==== Entries supplied ====

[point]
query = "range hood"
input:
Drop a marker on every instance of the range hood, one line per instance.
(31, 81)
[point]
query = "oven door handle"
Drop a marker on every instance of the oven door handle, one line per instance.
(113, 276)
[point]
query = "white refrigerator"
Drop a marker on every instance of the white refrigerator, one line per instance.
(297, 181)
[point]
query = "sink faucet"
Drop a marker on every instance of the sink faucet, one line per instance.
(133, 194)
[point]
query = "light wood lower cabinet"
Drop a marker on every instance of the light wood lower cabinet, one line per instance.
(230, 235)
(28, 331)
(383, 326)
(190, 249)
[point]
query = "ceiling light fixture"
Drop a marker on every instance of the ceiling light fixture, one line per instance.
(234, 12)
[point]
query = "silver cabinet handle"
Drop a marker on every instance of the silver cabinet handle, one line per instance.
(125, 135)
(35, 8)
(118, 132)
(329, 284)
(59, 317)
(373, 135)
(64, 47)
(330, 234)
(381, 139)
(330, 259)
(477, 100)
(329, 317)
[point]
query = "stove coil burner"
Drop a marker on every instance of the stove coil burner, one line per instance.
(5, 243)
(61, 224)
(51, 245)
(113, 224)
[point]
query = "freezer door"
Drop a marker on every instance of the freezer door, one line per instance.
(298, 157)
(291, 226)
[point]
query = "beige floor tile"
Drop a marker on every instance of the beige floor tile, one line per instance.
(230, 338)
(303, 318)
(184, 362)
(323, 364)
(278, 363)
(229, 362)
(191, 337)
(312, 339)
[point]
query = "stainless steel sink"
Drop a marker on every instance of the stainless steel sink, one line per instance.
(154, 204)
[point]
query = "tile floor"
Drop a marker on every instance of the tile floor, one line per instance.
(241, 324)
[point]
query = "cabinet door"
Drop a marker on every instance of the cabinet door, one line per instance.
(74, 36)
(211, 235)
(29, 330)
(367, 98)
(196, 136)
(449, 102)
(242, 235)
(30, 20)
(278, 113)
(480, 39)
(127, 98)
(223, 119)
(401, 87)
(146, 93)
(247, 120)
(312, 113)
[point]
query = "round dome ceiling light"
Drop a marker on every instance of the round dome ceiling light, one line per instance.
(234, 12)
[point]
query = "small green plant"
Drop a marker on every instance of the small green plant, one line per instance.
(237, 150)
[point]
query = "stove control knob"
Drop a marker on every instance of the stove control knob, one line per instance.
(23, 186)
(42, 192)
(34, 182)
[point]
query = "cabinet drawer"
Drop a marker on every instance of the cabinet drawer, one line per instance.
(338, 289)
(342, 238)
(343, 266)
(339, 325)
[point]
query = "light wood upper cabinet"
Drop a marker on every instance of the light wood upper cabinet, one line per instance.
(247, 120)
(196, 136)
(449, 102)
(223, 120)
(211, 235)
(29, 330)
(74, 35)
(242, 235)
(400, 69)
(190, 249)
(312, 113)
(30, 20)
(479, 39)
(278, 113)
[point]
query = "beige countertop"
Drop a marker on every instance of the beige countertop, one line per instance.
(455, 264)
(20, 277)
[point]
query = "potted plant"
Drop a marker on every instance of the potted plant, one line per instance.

====

**Given exercise:** From the listing above, reproduce all the lines exactly.

**Complete response:**
[point]
query = "range hood"
input:
Drop a marker on every instance of the range hood, one line per instance.
(31, 81)
[point]
query = "oven door handle"
Drop a marker on every instance of the oven door handle, one line per instance.
(113, 276)
[point]
query = "white refrigerator"
Drop a marker on every instance of the white refrigerator, one line per instance.
(297, 181)
[point]
query = "sink faucet"
Drop a marker on every instance of the sink faucet, one line per instance.
(133, 194)
[point]
query = "light wood lower cabinet"
Drop a marker on every instance of the light wood lower cabinet, one line per instance.
(230, 235)
(28, 331)
(383, 326)
(190, 249)
[point]
query = "ceiling light fixture"
Drop a marker on every instance of the ceiling light fixture, one line per instance.
(234, 12)
[point]
query = "silver cabinet handle"
Drop a marker on every instance of the silver cabinet handle, one line per instance.
(125, 135)
(35, 8)
(118, 132)
(329, 284)
(59, 317)
(373, 135)
(64, 47)
(330, 234)
(381, 139)
(330, 259)
(477, 100)
(329, 317)
[point]
query = "stove coil burner"
Drop a marker on every instance of the stove coil burner, one line per instance.
(5, 243)
(61, 224)
(51, 245)
(113, 224)
[point]
query = "freezer door"
Drop a marker on every instance of the freezer door, one line per instance.
(298, 157)
(291, 226)
[point]
query = "beige floor tile"
Drop a marker on every instance of the beige floor tile, one line per instance.
(230, 338)
(303, 318)
(184, 362)
(323, 364)
(278, 363)
(229, 362)
(191, 337)
(312, 339)
[point]
query = "stainless steel sink"
Drop a marker on every instance of the stainless steel sink, one line per instance.
(154, 204)
[point]
query = "tile floor"
Drop a marker on every instance of the tile floor, one line per instance.
(241, 324)
[point]
query = "cabinet door"
Drop a marker on every instance of the cabinet door, one line per instance.
(74, 36)
(211, 235)
(29, 330)
(367, 98)
(196, 136)
(449, 102)
(242, 235)
(30, 20)
(278, 113)
(480, 39)
(127, 98)
(223, 119)
(401, 87)
(146, 93)
(247, 120)
(312, 113)
[point]
query = "round dome ceiling light"
Drop a marker on every instance of the round dome ceiling light, one line per instance.
(234, 12)
[point]
query = "small green plant"
Drop a marker on every instance of the small green plant, one line per instance.
(237, 150)
[point]
query = "stove control knob"
Drop a marker on every instance of the stove control knob, one line per instance.
(23, 186)
(42, 192)
(34, 182)
[point]
query = "cabinet drawer"
Drop a marker on every instance of the cabinet drawer, one line per instance.
(338, 289)
(342, 238)
(343, 266)
(339, 325)
[point]
query = "light wood upper cabinet"
Drop a marker on every instance of the light wood upper cabinet, one line per instance.
(247, 120)
(196, 136)
(449, 102)
(223, 120)
(211, 235)
(29, 330)
(74, 35)
(242, 235)
(400, 69)
(190, 249)
(312, 113)
(30, 20)
(479, 39)
(278, 113)
[point]
query = "beige countertop"
Drop a marker on every instance of the beige countertop, one line per instance.
(455, 264)
(20, 277)
[point]
query = "potted plant"
Drop a marker on every instance of the potted plant, one line per instance.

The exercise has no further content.